→ **Task instructions**: Rewrite all of the records below with every "keypoint" changed to "landmark" and nothing else altered. Leave the pictures out.

/---

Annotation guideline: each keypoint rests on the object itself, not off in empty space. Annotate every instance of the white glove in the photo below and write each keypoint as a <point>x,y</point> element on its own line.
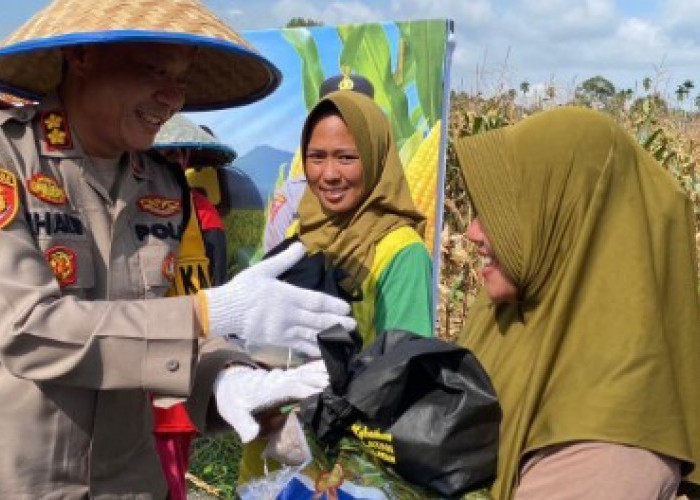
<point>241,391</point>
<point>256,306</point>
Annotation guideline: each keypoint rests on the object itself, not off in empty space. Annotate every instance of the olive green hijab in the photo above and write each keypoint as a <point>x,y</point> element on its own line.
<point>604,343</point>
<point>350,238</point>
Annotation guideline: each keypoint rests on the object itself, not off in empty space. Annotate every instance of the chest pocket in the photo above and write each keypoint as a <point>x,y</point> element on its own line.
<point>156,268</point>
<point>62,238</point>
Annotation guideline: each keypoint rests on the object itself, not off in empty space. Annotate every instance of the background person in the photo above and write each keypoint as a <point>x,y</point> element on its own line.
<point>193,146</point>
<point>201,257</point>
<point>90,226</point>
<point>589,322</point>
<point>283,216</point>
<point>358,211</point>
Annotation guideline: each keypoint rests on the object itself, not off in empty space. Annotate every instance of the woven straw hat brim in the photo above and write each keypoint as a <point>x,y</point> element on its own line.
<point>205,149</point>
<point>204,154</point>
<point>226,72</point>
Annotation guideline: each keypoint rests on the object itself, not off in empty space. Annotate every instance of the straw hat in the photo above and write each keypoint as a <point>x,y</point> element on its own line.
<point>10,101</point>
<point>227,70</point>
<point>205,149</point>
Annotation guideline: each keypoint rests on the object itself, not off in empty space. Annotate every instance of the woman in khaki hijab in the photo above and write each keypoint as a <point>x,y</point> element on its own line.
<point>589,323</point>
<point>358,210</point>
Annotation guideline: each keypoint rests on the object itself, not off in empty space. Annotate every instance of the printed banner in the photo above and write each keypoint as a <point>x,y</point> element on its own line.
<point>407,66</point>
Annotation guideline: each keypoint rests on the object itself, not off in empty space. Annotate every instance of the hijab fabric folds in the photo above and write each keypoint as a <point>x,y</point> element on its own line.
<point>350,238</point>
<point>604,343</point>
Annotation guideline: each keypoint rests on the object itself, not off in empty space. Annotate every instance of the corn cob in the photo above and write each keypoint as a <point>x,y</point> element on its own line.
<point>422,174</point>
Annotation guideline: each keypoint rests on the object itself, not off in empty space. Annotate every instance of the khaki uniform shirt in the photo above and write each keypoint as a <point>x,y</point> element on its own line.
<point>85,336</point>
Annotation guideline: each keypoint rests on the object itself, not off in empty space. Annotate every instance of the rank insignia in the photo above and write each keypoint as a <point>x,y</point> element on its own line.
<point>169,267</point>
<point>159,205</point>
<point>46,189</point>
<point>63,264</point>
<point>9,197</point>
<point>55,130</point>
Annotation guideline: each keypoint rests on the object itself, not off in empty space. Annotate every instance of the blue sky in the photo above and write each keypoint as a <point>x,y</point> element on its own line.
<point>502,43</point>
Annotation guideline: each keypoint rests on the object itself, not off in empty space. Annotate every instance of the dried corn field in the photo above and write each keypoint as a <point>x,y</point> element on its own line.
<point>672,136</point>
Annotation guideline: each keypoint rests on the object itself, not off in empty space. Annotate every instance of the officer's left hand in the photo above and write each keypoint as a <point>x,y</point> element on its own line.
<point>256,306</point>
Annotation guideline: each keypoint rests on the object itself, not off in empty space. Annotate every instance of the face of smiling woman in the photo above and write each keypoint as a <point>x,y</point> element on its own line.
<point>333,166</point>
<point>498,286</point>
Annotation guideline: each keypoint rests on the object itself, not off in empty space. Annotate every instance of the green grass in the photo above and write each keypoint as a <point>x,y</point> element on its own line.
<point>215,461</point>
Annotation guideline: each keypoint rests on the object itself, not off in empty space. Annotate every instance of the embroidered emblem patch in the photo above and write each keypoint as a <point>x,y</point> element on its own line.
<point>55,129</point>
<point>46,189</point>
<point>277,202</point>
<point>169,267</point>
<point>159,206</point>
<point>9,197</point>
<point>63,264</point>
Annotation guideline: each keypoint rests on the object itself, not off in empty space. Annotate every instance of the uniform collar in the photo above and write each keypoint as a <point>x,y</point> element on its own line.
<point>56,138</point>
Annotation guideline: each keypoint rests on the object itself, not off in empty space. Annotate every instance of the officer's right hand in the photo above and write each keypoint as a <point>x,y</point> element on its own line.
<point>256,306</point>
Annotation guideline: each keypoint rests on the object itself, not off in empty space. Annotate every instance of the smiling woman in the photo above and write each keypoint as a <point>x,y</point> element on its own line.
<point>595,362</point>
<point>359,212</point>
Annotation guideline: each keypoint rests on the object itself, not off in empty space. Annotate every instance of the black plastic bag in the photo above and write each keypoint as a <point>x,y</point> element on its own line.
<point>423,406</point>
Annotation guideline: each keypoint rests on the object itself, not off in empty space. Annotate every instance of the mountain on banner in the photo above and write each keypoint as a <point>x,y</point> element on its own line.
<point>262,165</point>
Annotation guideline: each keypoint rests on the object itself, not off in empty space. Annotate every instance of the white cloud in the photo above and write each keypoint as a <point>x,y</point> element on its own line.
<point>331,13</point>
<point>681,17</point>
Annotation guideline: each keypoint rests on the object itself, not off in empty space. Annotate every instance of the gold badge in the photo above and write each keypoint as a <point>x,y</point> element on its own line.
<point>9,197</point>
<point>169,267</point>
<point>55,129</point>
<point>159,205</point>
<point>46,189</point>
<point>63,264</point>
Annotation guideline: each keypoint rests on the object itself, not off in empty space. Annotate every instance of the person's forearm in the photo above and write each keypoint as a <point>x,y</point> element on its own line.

\---

→ **Task result**:
Annotation guideline: each landmark rests on the object itself, not off in empty space. Annotate every instance of the white glove in the photo below and write each landmark as a <point>x,y</point> element on its own line.
<point>241,391</point>
<point>256,306</point>
Annotation guideline: each landmark rests on the object itself, not off in empty space. Annotate every instance of the olive green hijab in the photo above and write each landmark as a <point>x,y</point> element on its own line.
<point>604,343</point>
<point>350,238</point>
Annotation guideline: each landmark rests on the object itself, not off in empty space. Annotate every instance of the chest pocket in the photo above and write each landmark as a <point>x,y</point> element on its own line.
<point>156,268</point>
<point>62,238</point>
Annotation guideline: each landmark rests on the object itself, not off in empty space. Annotate every instance of the background person in the photo above and write each landmark as a <point>x,y</point> element on its own line.
<point>193,146</point>
<point>201,257</point>
<point>90,226</point>
<point>589,322</point>
<point>283,216</point>
<point>358,211</point>
Annotation guideline: each landmark rests on the object itself, not off in empty space. Annotate every instance of the woven straw hat brim in the photo above and write each landmark as a <point>x,y</point> element on its own line.
<point>205,149</point>
<point>204,154</point>
<point>226,72</point>
Annotation guideline: each landmark rests on the object itself, not off in empty space. Annotate every instance of the straw hat in the photo above and write each landmark as a <point>x,y</point> element on its own line.
<point>10,101</point>
<point>227,70</point>
<point>205,149</point>
Annotation guideline: each landmark rests on the object itself, not off in empty space. Annotate every instance of the woman in khaki hijab in the photo above and write each landmark as a <point>x,y</point> element on its own line.
<point>589,323</point>
<point>358,210</point>
Annotation guideline: each landmark rests on the object itself, not off in empty space. Annotate every instance of the printed banner in the photo above and write each landmark as a <point>x,y</point> element on its own line.
<point>407,66</point>
Annotation guideline: each landmark rests on the object itself, not off in empty space. Annotate every instance of the hijab fabric folds in the photo above and write each landmark as a <point>x,y</point> element on its own line.
<point>350,238</point>
<point>604,343</point>
Annotation guideline: each landmark rests on the object itself, not off in empty space. Annotate every instance of the corn cob in the photo above and write each landmark as a <point>x,y</point> element on its own line.
<point>422,174</point>
Annotation guideline: each landmark rests on the object itself, not off in empty space. Annotate every instance of the khaki uniform shirt in the photo above and write each landmark as a <point>x,y</point> element on its own line.
<point>85,336</point>
Annotation guideline: each landmark rests on the object itself, not off in empty space. Annotate every instance of the rank insignia in the photo above and write each landmark as a <point>x,y</point> element on its own line.
<point>169,267</point>
<point>159,205</point>
<point>46,189</point>
<point>63,264</point>
<point>9,197</point>
<point>55,130</point>
Annotation guideline: each landmark rests on the object itself, not off in empty space. Annotate every instance of the blue sky in the photo above and write each landmark as a <point>x,y</point> element on its own line.
<point>502,43</point>
Annotation guideline: each landmark rests on the object itself, not off in empty space. Annotate every instance of the dried corn field in the photo above and write each landmark as a <point>x,y</point> element on its own line.
<point>672,136</point>
Annotation guideline: each landmark rests on the object itself, not off in empty space. Annotate every instance of the officer's left hand in the photo above and write each landmark as a <point>x,y</point> element on its own line.
<point>256,306</point>
Annotation guideline: each landmark rests on the object itself, not off in empty space. Annotate every instance of the face of smiling woman in the photo above and write each landmark as a <point>x,y</point> element on its own line.
<point>333,166</point>
<point>498,286</point>
Annotation guideline: each landmark rests on the object itself, not off in empty space. Annotate every instance of the green grass in the photo above and write each landmark as a <point>x,y</point> element on its own line.
<point>215,461</point>
Annotation guideline: each landmark rests on the object itself, not off in empty space. Annotate every instance of the embroidered emblem patch in the photo above and write each landmark as a <point>x,y</point> element on its own line.
<point>55,129</point>
<point>46,189</point>
<point>277,202</point>
<point>169,267</point>
<point>159,206</point>
<point>9,197</point>
<point>63,264</point>
Annotation guideline: each landmark rests on the object itself, not off in empty space. Annotate every instance of the uniform collar in the photo above and write each landmark as a <point>x,y</point> element on its own line.
<point>56,138</point>
Annotation guideline: each landmark rests on the object itself, not off in empty space. Annotate every instance of the officer's right hand in the photo above and write each landmark as a <point>x,y</point> element on its own line.
<point>256,306</point>
Annotation guideline: each landmark rests on the object itself, not off in empty space. Annotate every instance of the smiling woman in the photo above and write each landmark as a <point>x,y</point> element on its own line.
<point>595,362</point>
<point>359,212</point>
Annotation guideline: each landmark rests on the object itself, not off in empty space. Annotate every instance of the black plastic bag in the photo above and write each landmark as a <point>x,y</point> element on its own line.
<point>423,406</point>
Annotation guideline: each landmark rests on the object itself, not off in empty space. Annotate every instance of the mountain on banner in the photo above and write each landmark as a <point>x,y</point> element on its own line.
<point>262,165</point>
Annotation guideline: each landmark rests on the object itself, not off in empty space. Annotate every instance of the white cloud in the photo above and write each landmark as a <point>x,y</point> element on its own line.
<point>331,13</point>
<point>681,17</point>
Annotation guideline: each landmark rests on the object itself, not off in empty space. Annotate every instance of the gold badge in the photo above and write each landmark as a <point>x,y</point> element on its own line.
<point>9,197</point>
<point>169,267</point>
<point>55,129</point>
<point>159,205</point>
<point>46,189</point>
<point>63,264</point>
Annotation guideline: each landmark rests on the object itself, not off in empty space. Annotate every instance of the person's forearm in the photo above and write each landmark as a <point>x,y</point> element on its own line.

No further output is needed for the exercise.